§ MATERIAL PROVIDED:

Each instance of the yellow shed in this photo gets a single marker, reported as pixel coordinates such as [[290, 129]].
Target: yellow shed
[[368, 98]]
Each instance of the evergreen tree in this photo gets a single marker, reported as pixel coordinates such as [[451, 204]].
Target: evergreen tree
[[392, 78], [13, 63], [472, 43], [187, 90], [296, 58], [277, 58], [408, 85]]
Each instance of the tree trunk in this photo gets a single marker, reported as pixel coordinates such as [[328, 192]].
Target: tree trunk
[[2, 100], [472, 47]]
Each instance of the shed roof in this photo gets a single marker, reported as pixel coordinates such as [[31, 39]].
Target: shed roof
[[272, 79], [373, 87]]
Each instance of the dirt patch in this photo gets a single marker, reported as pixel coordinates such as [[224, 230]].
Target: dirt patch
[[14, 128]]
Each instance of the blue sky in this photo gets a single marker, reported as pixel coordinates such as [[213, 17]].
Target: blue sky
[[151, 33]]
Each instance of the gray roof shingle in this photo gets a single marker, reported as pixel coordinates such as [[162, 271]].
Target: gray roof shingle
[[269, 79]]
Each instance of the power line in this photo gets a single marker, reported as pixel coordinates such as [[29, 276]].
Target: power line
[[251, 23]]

§ AIM OF THE TASK: Copy all of the items above, reproducing every line word for word.

§ COMPLETE RESPONSE:
Each instance of the yellow shed in this photo gets a single marker, reported as pixel coordinates such as [[290, 129]].
Target: yellow shed
[[368, 98]]
Each instance of the evergreen tree in this photo gets a single marker, reported as pixel coordinates such as [[451, 204]].
Target: evergreen tree
[[392, 78], [13, 63], [472, 43], [187, 90], [296, 58], [277, 58], [408, 85]]
Each instance of the tree trunk in this photo gets a single marker, reported as pixel coordinates such as [[328, 192]].
Target: tree trunk
[[2, 100], [472, 47]]
Each instance of the shed roof in this photo gets a single marker, reported as pixel coordinates such as [[31, 39]].
Target: shed roof
[[272, 79], [373, 87]]
Each instance of the dirt patch in this photo gets a single marker, reported as pixel coordinates such as [[224, 230]].
Target: dirt patch
[[14, 128]]
Each instance of the blue sky in this photo gets a single marker, reported as pixel coordinates such as [[213, 17]].
Target: blue sky
[[151, 33]]
Each instance of the gray roof shingle in this photo gets a single marker, reported as pixel coordinates such as [[162, 271]].
Target: gray roof shingle
[[269, 79]]
Each instance of the power line in this photo gets a single marker, reported as pixel coordinates such as [[29, 276]].
Target: power line
[[251, 23]]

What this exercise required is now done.